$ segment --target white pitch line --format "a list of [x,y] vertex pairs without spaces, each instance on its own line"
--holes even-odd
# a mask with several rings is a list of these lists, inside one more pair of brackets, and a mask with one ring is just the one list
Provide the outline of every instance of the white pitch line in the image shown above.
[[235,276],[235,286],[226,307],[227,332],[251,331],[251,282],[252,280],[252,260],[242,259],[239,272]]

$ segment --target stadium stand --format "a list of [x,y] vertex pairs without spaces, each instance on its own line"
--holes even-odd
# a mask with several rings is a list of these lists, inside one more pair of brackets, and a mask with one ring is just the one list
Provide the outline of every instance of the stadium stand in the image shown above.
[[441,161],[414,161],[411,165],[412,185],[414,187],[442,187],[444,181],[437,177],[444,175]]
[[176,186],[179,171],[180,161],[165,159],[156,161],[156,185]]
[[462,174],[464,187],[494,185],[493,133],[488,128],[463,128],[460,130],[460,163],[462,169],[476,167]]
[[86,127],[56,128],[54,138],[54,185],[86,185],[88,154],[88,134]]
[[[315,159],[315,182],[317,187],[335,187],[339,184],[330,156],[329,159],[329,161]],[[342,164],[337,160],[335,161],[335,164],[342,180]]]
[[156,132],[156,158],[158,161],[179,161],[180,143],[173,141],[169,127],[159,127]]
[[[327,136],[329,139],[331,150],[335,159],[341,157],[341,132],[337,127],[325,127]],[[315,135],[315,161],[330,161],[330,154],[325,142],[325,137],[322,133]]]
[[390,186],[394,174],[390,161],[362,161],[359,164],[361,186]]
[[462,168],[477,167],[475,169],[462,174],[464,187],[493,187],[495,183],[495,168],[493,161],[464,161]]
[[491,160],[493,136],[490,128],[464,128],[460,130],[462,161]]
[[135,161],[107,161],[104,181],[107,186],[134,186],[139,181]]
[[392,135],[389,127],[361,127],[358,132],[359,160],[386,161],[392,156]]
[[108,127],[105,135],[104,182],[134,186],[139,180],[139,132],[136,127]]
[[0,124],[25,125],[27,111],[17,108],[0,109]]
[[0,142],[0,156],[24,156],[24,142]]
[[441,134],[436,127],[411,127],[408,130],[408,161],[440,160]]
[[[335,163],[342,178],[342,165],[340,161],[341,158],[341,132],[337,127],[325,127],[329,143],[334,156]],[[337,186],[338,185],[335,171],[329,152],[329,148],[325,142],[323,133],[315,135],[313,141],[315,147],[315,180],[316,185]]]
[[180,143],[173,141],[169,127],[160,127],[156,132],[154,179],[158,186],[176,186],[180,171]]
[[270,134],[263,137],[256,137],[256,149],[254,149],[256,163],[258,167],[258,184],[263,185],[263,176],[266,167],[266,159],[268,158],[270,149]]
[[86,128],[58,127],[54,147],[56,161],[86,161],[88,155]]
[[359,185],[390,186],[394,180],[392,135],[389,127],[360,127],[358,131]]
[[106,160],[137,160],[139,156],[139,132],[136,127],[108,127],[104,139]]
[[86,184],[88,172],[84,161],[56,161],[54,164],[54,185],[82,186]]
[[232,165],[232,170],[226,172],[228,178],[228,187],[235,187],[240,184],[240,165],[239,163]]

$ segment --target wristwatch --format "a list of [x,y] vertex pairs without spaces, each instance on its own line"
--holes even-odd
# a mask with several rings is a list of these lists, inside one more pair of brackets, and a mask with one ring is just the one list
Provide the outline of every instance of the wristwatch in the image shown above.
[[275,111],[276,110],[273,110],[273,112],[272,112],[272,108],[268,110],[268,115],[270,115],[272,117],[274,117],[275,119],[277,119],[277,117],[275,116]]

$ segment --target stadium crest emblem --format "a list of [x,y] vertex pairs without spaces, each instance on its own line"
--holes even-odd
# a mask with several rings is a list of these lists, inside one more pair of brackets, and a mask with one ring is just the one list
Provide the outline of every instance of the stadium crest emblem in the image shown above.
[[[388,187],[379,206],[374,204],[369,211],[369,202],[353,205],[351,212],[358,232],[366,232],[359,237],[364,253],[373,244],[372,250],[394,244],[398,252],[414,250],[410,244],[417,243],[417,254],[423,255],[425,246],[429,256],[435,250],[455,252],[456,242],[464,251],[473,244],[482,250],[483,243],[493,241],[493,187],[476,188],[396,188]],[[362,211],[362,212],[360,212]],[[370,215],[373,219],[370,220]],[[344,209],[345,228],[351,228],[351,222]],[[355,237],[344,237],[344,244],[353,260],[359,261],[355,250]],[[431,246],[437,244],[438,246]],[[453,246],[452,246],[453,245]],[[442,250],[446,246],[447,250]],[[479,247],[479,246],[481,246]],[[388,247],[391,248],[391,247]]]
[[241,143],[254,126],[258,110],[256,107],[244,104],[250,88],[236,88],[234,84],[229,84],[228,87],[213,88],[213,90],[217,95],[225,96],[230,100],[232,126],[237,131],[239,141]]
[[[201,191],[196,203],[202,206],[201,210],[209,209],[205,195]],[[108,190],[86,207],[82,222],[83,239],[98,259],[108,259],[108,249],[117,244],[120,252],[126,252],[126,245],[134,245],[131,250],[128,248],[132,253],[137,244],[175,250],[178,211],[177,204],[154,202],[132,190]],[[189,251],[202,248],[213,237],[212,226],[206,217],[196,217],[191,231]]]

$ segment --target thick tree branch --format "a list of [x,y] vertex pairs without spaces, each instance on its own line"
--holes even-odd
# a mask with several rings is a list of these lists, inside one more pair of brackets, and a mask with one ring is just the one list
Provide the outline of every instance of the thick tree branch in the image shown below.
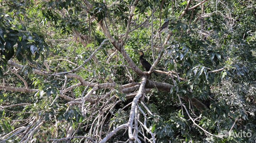
[[130,116],[129,120],[128,121],[128,133],[129,134],[129,138],[132,139],[134,137],[133,135],[132,132],[132,127],[133,121],[135,118],[134,115],[135,114],[135,109],[136,105],[138,103],[139,99],[142,97],[143,93],[145,89],[145,85],[146,82],[146,77],[143,76],[142,77],[142,80],[141,84],[139,88],[138,93],[136,96],[133,98],[133,101],[132,103],[132,106],[131,107],[130,111]]
[[130,16],[128,19],[128,22],[127,22],[127,26],[126,27],[126,32],[124,34],[124,40],[125,41],[128,36],[128,34],[129,34],[130,26],[130,25],[131,22],[132,21],[132,18],[133,16],[133,13],[134,13],[134,11],[135,10],[135,7],[138,4],[139,2],[139,0],[135,0],[134,2],[133,2],[133,4],[130,7]]
[[197,4],[196,5],[195,5],[194,6],[193,6],[191,7],[190,7],[189,8],[188,8],[187,9],[187,11],[190,11],[191,10],[193,10],[196,8],[198,7],[199,5],[202,5],[202,4],[203,4],[204,3],[206,2],[206,1],[208,1],[208,0],[204,0],[201,2],[199,2],[199,3]]

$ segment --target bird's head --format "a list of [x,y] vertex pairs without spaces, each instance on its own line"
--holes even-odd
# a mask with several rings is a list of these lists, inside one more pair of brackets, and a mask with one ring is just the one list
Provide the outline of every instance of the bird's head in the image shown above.
[[139,54],[140,54],[140,55],[144,55],[144,53],[143,53],[143,52],[142,52],[142,51],[138,51],[138,53],[139,53]]

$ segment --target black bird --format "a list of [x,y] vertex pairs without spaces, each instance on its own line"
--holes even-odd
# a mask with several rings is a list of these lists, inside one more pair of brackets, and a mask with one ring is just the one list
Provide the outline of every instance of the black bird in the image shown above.
[[165,22],[161,26],[161,27],[158,30],[158,32],[161,33],[162,32],[165,32],[167,31],[169,28],[169,20],[166,19]]
[[[138,51],[139,53],[140,54],[140,64],[145,68],[146,71],[148,72],[150,70],[150,68],[151,68],[151,64],[148,62],[146,60],[144,59],[143,57],[144,56],[144,53],[141,51]],[[155,75],[157,76],[157,74],[155,73],[154,73],[154,74]]]

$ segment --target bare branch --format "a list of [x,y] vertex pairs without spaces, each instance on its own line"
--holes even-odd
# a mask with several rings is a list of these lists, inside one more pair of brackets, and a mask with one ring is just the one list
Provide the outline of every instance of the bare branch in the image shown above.
[[131,22],[132,21],[132,18],[133,16],[133,13],[135,10],[135,7],[138,4],[139,0],[135,0],[133,2],[133,4],[131,6],[130,11],[130,17],[128,19],[127,26],[126,27],[126,32],[124,34],[124,40],[126,40],[128,36],[128,34],[129,34],[129,29],[130,25]]
[[142,77],[142,80],[140,84],[140,86],[139,89],[139,91],[137,95],[133,98],[133,100],[132,104],[130,111],[130,116],[129,120],[127,123],[128,125],[128,133],[129,134],[129,138],[132,139],[135,138],[135,137],[133,135],[132,132],[132,126],[133,121],[134,119],[134,115],[135,114],[135,109],[138,103],[139,99],[143,95],[143,93],[145,89],[146,82],[146,77],[143,76]]
[[197,7],[199,6],[199,5],[202,5],[202,4],[203,4],[204,3],[206,2],[206,1],[208,1],[208,0],[204,0],[199,3],[197,4],[196,5],[195,5],[194,6],[192,6],[191,7],[190,7],[189,8],[188,8],[187,9],[187,11],[190,11],[191,10],[193,10],[194,9],[196,8]]

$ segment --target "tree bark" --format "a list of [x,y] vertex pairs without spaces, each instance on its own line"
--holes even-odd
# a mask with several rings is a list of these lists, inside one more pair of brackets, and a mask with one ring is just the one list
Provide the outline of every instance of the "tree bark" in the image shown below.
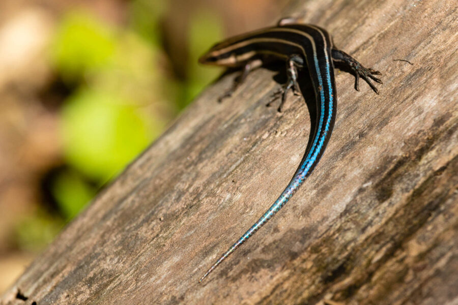
[[380,95],[362,82],[357,92],[351,75],[336,74],[328,148],[274,218],[198,283],[286,186],[310,129],[302,97],[289,95],[280,114],[265,107],[279,86],[266,69],[217,103],[230,74],[0,302],[458,302],[456,1],[298,0],[283,14],[292,15],[327,28],[339,48],[382,72],[384,84]]

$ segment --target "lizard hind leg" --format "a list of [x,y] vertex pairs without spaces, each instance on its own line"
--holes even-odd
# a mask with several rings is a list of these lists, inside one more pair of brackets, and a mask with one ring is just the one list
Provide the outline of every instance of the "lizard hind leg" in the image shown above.
[[277,108],[277,111],[279,112],[281,112],[281,108],[284,102],[286,100],[287,95],[290,89],[292,89],[293,93],[294,95],[300,95],[300,88],[299,88],[299,83],[297,82],[298,79],[298,69],[301,69],[304,65],[304,59],[303,58],[297,54],[293,54],[290,56],[287,61],[287,74],[288,75],[288,80],[280,89],[274,93],[271,98],[270,101],[269,101],[266,106],[270,107],[271,104],[276,101],[279,97],[281,97],[281,100],[280,102],[280,105]]
[[343,51],[333,49],[331,50],[332,61],[334,63],[343,65],[350,69],[355,74],[355,89],[359,91],[359,77],[364,79],[370,88],[376,94],[379,94],[379,90],[372,83],[371,79],[376,82],[382,84],[380,78],[375,75],[381,75],[382,73],[373,69],[364,68],[358,60],[347,54]]
[[218,98],[218,102],[221,103],[224,99],[232,97],[235,90],[237,89],[237,88],[246,79],[246,77],[248,76],[248,75],[262,65],[263,61],[261,59],[256,59],[248,62],[243,66],[243,70],[242,71],[242,74],[236,77],[234,80],[234,83],[232,84],[232,86],[226,91],[223,95]]

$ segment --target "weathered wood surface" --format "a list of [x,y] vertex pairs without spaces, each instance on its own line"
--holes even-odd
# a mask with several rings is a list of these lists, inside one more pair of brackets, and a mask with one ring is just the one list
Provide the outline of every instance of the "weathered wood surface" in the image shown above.
[[2,304],[458,302],[456,1],[293,2],[290,12],[327,28],[384,84],[380,96],[363,83],[358,93],[337,74],[331,141],[287,206],[197,283],[283,190],[310,130],[301,97],[290,96],[281,114],[265,107],[279,86],[265,69],[216,103],[230,74],[66,228]]

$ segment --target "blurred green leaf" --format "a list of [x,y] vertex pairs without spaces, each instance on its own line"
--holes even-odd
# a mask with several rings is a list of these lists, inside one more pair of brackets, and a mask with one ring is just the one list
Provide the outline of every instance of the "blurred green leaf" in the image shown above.
[[82,90],[63,110],[66,156],[76,168],[105,181],[150,143],[151,123],[116,95]]
[[96,194],[96,190],[75,172],[66,170],[53,181],[52,193],[67,221],[77,215]]
[[64,224],[62,220],[38,210],[18,223],[15,240],[22,250],[38,252],[52,241]]
[[165,11],[165,0],[134,0],[130,6],[130,27],[155,45],[159,44],[159,17]]
[[185,88],[181,107],[184,107],[205,86],[221,74],[221,69],[204,67],[197,63],[202,55],[223,36],[220,18],[215,12],[198,12],[192,16],[189,29],[189,79]]
[[64,78],[74,81],[108,64],[116,47],[113,31],[106,24],[88,14],[74,12],[61,23],[51,58]]

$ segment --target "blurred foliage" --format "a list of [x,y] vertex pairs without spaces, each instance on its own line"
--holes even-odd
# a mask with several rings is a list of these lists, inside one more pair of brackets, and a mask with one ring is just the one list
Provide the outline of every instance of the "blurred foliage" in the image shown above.
[[61,108],[65,169],[50,183],[61,216],[40,210],[28,217],[17,230],[21,248],[39,249],[49,241],[220,73],[197,66],[198,56],[220,39],[222,30],[214,12],[196,10],[190,12],[188,44],[183,46],[190,57],[184,67],[188,79],[174,78],[159,26],[168,3],[132,1],[129,22],[123,27],[82,11],[62,18],[49,65],[75,89]]
[[50,242],[62,228],[64,222],[39,209],[22,219],[16,227],[15,243],[19,249],[39,251]]

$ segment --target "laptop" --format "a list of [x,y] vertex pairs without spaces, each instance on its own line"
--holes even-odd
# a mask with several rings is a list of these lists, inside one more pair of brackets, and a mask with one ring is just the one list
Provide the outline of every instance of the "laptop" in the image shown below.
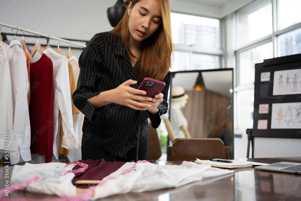
[[255,169],[301,174],[301,163],[290,162],[281,162],[269,165],[258,166],[255,167]]

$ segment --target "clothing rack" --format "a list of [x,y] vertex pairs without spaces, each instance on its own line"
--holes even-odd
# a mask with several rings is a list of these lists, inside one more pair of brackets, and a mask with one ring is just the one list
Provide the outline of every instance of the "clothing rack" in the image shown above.
[[29,30],[27,29],[24,29],[23,28],[20,28],[18,27],[17,27],[17,26],[13,26],[12,25],[10,25],[9,24],[7,24],[3,23],[1,22],[0,22],[0,25],[1,25],[1,28],[2,28],[2,26],[5,27],[8,27],[8,28],[11,28],[12,29],[17,29],[18,30],[20,30],[21,31],[23,31],[24,32],[28,32],[29,33],[31,33],[34,34],[35,35],[37,35],[39,37],[42,37],[43,38],[47,38],[49,39],[54,39],[54,40],[56,40],[60,41],[60,42],[62,42],[68,43],[70,43],[71,44],[70,45],[73,45],[75,46],[82,47],[84,48],[85,47],[86,47],[85,45],[84,45],[83,44],[81,44],[80,43],[78,43],[78,42],[72,42],[70,40],[66,40],[65,39],[63,39],[61,38],[59,38],[58,37],[56,37],[54,36],[52,36],[50,35],[47,35],[43,33],[41,33],[39,32],[36,32],[35,31],[31,31],[30,30]]

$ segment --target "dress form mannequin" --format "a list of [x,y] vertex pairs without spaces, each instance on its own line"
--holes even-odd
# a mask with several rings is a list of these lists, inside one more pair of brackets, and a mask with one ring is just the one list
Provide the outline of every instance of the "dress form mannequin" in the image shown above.
[[179,86],[172,88],[172,95],[171,123],[175,138],[191,138],[187,128],[187,120],[181,110],[186,105],[189,96],[183,88]]

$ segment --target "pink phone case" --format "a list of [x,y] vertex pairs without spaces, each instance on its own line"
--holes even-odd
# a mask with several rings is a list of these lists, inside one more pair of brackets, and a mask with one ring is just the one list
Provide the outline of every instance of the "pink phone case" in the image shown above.
[[146,95],[143,96],[154,98],[156,94],[161,93],[165,86],[165,83],[164,82],[149,77],[145,77],[143,79],[138,89],[146,92]]

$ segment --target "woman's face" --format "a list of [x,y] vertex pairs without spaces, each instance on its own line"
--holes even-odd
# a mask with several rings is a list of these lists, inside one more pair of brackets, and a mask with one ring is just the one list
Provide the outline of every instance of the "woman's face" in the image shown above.
[[130,34],[135,41],[141,42],[149,37],[162,23],[157,0],[141,0],[133,7],[130,2],[127,11]]

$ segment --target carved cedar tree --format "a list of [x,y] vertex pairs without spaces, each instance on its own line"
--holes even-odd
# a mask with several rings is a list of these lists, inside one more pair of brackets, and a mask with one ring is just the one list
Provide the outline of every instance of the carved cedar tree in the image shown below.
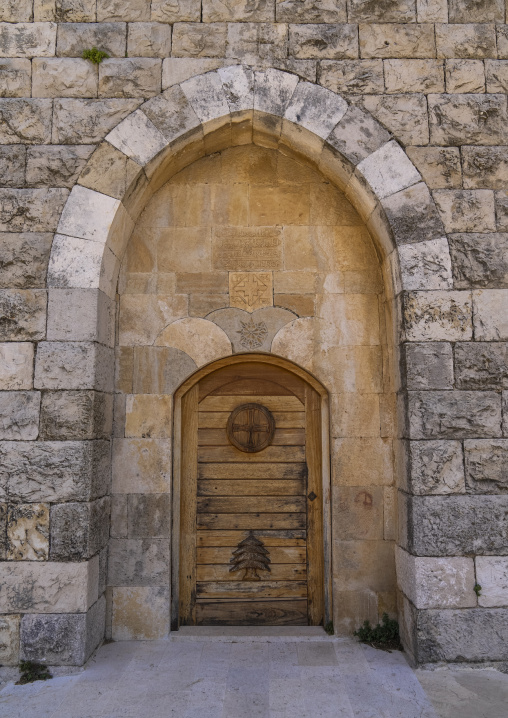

·····

PROMPT — How many of the lines above contain the string "thick"? Case counts. Reply with the number alone.

THE REPLY — 2